Tim Leweringhaus ist Überzeugungstäter. Als Vorstand der Gevelsberger Bauverein eG arbeitet er für bezahlbares und klimafreundliches Wohnen.

Tim Leweringhaus ist ein Kind des EBZ. Von der Ausbildung bis zum Master haben das EBZ Berufskolleg und die EBZ Business School seinen Werdegang geprägt. Inzwischen ist Leweringhaus Vorstand der Bauverein Gevelsberg eG. Hier spricht er über den besonderen Reiz, in einer Wohnungsgenossenschaft zu arbeiten.

Zum Portfolio der Gevelsberger gehören rund 1800 Wohnungen, die von Mitarbeitern wie Kaufleuten, Haustechnikern und Gärtnern bewirtschaftet werden. 75 Prozent der Wohnungen sind frei finanziert, ein Viertel öffentlich gefördert. Die durchschnittliche Miete beträgt 5,10 Euro je Quadratmeter. Die 125 Jahre alte Genossenschaft zählt etwa 3000 Mitglieder mit einem Durchschnittsalter von 56 Jahren.

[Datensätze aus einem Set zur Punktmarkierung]
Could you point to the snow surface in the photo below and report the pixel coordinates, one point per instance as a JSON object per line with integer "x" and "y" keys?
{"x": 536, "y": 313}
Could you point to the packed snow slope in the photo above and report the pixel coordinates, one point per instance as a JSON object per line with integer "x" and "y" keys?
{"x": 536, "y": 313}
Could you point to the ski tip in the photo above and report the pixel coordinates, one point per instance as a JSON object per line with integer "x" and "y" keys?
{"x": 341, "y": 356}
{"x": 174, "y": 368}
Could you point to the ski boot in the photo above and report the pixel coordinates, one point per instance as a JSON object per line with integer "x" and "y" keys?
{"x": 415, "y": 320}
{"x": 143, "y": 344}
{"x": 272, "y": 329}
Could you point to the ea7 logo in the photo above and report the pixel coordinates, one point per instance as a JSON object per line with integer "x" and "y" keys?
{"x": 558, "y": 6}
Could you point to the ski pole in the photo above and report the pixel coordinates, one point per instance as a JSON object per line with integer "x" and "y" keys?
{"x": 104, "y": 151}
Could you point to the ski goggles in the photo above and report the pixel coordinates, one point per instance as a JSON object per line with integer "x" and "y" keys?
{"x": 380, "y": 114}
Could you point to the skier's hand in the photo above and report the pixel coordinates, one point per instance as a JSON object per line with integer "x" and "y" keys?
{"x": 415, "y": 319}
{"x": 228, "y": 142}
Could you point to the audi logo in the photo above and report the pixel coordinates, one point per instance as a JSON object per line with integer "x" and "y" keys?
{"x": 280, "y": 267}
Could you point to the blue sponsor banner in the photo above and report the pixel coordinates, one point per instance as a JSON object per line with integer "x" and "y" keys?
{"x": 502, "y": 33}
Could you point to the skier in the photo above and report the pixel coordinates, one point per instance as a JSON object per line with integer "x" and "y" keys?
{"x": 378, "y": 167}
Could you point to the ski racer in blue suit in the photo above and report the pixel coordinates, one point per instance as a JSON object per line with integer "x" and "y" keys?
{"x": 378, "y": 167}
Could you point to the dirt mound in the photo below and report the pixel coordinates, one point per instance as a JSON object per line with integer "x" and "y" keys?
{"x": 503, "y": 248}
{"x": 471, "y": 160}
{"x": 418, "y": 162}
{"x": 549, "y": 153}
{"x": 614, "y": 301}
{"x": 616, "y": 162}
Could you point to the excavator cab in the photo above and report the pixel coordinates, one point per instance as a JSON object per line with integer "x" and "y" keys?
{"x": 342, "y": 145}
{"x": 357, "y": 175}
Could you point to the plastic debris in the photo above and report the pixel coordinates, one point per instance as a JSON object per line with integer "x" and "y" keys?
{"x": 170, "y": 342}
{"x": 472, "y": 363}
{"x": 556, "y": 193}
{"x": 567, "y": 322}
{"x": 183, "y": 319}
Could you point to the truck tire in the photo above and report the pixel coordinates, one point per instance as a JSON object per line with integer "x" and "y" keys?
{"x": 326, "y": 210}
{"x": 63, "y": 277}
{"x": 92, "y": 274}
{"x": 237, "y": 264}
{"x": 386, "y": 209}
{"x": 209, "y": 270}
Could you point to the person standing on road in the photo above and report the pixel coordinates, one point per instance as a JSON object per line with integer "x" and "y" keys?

Aufgaben:
1 > Wie hoch ist laut dem Text über Tim Leweringhaus die durchschnittliche Miete bei der Genossenschaft?
2 > Kannst du den Absatz aus dem Text über Tim Leweringhaus, der mit „Zum Portfolio der Gevelsberger“ beginnt, als knappe Liste mit seinen wichtigsten Fakten wiedergeben?
3 > Führe den Text über Tim Leweringhaus nach seinem letzten Satz weiter.
Für die Aufgaben sind die Datensätze ohne Bedeutung.

Lösungen:
1 > 5,10 Euro je Quadratmeter.

2 >
- Rund 1800 Wohnungen, bewirtschaftet von Mitarbeitern wie Kaufleuten, Haustechnikern und Gärtnern
- 75 Prozent frei finanziert, ein Viertel öffentlich gefördert
- Durchschnittsmiete: 5,10 Euro je Quadratmeter
- Genossenschaft: 125 Jahre alt, etwa 3000 Mitglieder, Durchschnittsalter 56 Jahre

3 >
Wie sind Sie zur Bauverein eG gekommen?

Tim Leweringhaus: Ich habe bereits 2002 die Ausbildung hier absolviert. Danach war ich Sachbearbeiter, Abteilungsleiter und seit 2020 bin ich Vorstand. Ich habe also nie etwas anderes gesehen, wollte nie etwas anderes sehen und will es auch jetzt nicht (lacht).

Warum?

Leweringhaus: Nach der Schule wollte ich etwas Kaufmännisches lernen und hatte die Wahl zwischen einem großen, kommunalen Unternehmen und einer kleinen Genossenschaft. Ich habe dann viel recherchiert und mich dann explizit für die Genossenschaft entschieden, auch mit dem Hintergedanken, dort die besseren Entwicklungsmöglichkeiten zu haben. So ist es dann ja auch gekommen.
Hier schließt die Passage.